Find every line in the items below that contains the word "interior", and copy each of those lines. Case counts when matching.

* * * * *

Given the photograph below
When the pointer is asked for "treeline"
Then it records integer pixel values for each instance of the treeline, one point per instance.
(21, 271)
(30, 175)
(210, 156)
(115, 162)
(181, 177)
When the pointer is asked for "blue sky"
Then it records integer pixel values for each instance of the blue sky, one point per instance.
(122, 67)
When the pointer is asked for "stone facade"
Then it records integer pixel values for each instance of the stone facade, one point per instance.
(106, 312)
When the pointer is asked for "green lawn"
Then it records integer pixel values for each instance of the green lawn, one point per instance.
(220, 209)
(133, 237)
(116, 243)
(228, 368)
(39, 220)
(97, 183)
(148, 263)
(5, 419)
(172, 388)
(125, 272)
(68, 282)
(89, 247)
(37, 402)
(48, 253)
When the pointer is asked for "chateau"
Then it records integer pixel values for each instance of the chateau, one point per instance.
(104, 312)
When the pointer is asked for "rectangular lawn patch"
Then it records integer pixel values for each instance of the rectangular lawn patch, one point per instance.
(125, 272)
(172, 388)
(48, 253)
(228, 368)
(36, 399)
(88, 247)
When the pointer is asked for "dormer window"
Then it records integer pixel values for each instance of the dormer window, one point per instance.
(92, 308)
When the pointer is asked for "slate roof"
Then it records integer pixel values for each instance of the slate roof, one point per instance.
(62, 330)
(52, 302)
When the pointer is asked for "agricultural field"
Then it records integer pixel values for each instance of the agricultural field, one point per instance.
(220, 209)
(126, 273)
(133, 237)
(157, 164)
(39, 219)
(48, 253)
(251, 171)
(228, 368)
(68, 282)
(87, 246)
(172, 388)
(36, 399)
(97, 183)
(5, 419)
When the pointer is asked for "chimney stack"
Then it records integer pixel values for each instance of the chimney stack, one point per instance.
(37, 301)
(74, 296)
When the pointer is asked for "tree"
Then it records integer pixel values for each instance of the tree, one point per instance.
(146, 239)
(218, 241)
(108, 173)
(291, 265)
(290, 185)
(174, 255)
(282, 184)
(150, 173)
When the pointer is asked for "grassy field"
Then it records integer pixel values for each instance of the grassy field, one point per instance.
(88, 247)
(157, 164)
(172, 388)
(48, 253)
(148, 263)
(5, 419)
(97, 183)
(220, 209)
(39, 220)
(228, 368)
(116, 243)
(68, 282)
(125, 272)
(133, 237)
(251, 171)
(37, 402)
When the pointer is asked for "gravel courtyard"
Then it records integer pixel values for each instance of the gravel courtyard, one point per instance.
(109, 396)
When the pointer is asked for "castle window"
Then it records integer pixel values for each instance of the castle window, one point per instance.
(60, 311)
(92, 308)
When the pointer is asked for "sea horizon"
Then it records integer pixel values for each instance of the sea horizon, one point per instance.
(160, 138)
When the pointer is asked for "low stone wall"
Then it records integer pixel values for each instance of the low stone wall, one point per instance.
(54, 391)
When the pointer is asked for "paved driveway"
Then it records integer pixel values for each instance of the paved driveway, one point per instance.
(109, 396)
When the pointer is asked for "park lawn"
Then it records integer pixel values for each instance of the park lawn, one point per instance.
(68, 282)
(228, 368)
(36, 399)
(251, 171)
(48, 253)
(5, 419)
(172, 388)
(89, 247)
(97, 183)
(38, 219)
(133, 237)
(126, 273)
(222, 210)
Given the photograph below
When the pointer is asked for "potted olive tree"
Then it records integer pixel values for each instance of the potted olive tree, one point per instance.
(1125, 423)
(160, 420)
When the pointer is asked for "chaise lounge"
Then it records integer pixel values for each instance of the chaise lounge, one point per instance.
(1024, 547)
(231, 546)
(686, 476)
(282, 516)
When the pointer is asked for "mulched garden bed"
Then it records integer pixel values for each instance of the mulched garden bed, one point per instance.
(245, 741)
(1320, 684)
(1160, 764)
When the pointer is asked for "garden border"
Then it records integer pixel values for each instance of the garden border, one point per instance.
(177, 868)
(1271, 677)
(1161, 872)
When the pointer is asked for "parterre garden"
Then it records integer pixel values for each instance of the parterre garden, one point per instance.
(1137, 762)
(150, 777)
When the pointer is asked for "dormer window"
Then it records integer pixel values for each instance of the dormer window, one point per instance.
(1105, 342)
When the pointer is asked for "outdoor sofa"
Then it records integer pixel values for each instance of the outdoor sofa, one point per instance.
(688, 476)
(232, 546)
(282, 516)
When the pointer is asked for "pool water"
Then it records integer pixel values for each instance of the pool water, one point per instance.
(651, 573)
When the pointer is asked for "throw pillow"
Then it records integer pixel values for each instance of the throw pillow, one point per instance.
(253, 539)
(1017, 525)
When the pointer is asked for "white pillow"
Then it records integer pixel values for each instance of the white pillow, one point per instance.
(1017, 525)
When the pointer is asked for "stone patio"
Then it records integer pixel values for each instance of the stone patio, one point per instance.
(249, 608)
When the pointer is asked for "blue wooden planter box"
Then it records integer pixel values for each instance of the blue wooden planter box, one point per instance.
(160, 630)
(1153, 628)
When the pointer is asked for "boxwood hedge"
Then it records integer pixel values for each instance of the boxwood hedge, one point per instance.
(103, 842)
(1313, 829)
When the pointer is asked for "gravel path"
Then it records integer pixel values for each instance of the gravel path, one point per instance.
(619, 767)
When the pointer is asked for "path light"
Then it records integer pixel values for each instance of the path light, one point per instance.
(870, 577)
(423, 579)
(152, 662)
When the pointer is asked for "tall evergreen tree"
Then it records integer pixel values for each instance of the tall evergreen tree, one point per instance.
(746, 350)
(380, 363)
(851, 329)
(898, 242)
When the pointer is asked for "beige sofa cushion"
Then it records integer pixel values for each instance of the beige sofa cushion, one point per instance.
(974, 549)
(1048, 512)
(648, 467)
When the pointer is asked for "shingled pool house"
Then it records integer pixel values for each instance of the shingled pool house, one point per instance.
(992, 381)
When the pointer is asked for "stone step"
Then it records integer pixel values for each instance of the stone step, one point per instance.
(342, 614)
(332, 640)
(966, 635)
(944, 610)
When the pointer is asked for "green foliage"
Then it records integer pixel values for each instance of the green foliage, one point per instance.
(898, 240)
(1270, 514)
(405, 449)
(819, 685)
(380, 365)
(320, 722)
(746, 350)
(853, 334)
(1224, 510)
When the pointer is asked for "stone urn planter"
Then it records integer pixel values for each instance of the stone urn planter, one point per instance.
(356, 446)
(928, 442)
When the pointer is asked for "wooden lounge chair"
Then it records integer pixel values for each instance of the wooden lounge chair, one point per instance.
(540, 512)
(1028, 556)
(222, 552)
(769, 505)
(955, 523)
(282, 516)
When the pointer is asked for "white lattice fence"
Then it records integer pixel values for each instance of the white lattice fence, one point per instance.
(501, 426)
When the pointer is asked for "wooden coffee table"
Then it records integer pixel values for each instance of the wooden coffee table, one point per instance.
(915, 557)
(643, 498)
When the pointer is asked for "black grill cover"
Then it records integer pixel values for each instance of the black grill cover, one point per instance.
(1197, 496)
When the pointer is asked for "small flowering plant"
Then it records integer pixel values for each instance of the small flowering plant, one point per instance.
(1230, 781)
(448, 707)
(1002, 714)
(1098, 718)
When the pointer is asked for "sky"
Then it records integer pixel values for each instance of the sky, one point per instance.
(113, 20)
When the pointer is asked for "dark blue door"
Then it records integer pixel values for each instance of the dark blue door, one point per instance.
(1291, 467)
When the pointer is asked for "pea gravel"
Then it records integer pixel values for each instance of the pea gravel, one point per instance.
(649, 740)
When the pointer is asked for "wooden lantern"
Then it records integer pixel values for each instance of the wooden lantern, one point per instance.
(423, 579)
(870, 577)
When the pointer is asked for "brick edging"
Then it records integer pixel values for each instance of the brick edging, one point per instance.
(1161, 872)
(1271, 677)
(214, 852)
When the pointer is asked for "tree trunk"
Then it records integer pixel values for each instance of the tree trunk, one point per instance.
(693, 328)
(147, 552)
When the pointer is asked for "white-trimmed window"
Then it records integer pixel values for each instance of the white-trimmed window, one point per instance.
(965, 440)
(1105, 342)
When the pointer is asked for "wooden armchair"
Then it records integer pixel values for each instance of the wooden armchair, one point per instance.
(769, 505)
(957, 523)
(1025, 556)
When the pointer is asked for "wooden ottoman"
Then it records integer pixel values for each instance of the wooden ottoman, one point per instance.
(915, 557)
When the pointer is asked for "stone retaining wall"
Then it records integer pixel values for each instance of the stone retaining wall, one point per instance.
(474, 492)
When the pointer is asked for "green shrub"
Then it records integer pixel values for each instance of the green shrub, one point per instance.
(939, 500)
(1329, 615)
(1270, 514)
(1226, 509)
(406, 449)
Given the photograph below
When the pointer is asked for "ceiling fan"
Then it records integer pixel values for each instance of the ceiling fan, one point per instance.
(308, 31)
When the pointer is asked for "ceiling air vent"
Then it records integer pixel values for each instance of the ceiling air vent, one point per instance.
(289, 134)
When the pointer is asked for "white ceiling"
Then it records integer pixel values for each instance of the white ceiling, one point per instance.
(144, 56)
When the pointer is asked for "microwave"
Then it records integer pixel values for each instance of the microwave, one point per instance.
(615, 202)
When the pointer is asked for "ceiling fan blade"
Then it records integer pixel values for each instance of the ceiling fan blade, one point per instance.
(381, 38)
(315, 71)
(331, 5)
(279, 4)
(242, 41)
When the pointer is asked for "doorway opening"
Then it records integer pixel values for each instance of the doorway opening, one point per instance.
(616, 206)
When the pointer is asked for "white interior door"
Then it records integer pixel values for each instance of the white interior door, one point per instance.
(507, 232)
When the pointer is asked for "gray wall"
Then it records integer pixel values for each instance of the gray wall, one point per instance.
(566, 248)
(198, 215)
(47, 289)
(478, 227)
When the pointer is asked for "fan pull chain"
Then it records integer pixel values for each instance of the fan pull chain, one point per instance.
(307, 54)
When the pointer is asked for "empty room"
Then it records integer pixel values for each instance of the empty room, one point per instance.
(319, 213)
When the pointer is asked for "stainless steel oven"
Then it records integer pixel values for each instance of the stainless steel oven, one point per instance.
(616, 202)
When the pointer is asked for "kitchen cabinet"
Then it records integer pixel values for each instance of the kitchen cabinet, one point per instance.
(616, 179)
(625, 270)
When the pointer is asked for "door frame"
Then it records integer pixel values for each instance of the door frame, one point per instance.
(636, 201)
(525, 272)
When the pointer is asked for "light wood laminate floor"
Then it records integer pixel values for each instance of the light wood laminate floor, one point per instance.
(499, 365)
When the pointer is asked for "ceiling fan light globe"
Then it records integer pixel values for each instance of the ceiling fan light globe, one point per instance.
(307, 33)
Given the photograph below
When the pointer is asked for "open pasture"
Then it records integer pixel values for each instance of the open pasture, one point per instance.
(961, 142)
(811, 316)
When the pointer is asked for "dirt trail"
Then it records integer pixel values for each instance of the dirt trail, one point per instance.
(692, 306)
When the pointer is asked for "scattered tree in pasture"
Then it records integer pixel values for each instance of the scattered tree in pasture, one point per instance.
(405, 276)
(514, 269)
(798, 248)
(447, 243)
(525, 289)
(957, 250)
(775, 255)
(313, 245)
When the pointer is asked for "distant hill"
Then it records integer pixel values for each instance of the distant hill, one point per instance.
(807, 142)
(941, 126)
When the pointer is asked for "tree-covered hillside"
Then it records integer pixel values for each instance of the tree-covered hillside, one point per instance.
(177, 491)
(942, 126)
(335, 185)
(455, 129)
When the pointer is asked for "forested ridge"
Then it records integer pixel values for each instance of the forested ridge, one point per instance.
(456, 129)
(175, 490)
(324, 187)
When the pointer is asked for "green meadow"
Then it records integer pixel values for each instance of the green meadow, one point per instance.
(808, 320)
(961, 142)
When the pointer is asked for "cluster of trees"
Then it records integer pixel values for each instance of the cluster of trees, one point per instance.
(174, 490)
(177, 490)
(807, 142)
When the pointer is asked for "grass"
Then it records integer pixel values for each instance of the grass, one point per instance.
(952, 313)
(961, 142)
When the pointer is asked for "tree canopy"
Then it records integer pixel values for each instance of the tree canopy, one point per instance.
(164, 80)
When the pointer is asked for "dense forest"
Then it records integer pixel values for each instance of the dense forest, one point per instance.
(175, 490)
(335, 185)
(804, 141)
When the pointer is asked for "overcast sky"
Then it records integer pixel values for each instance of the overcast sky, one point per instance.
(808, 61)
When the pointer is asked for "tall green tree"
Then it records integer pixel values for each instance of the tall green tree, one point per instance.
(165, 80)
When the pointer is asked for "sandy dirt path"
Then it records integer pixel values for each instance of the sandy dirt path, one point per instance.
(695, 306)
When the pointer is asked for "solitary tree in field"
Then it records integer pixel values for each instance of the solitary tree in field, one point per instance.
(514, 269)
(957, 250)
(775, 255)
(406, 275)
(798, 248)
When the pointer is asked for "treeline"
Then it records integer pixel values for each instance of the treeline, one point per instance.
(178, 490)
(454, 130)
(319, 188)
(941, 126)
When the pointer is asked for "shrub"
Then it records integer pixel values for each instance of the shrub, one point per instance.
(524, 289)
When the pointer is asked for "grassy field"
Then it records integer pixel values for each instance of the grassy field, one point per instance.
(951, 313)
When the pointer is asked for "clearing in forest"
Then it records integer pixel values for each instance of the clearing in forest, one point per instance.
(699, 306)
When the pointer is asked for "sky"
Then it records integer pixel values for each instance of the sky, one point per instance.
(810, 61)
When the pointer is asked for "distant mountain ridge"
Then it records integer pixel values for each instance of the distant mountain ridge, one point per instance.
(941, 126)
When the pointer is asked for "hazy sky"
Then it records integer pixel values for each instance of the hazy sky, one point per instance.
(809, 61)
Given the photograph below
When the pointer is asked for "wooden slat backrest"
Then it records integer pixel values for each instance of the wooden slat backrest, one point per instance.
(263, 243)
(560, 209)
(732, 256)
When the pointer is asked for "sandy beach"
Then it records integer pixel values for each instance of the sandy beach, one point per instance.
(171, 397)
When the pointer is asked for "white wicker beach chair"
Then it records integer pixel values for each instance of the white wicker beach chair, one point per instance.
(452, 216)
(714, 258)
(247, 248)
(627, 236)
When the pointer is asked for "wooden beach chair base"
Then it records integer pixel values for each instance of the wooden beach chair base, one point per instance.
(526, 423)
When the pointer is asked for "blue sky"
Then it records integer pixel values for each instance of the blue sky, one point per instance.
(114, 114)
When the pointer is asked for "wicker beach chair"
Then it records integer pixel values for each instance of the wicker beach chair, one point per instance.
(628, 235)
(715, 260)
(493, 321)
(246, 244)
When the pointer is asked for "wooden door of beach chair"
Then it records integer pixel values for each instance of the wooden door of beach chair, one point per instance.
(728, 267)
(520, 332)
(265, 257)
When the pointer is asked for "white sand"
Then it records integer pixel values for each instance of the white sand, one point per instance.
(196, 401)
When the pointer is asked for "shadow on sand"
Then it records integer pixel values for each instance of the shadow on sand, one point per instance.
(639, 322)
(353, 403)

* * * * *

Reply:
When the pointer is asked for "white interior door"
Then it records integer pixel values for each instance of the white interior door, one point per instance.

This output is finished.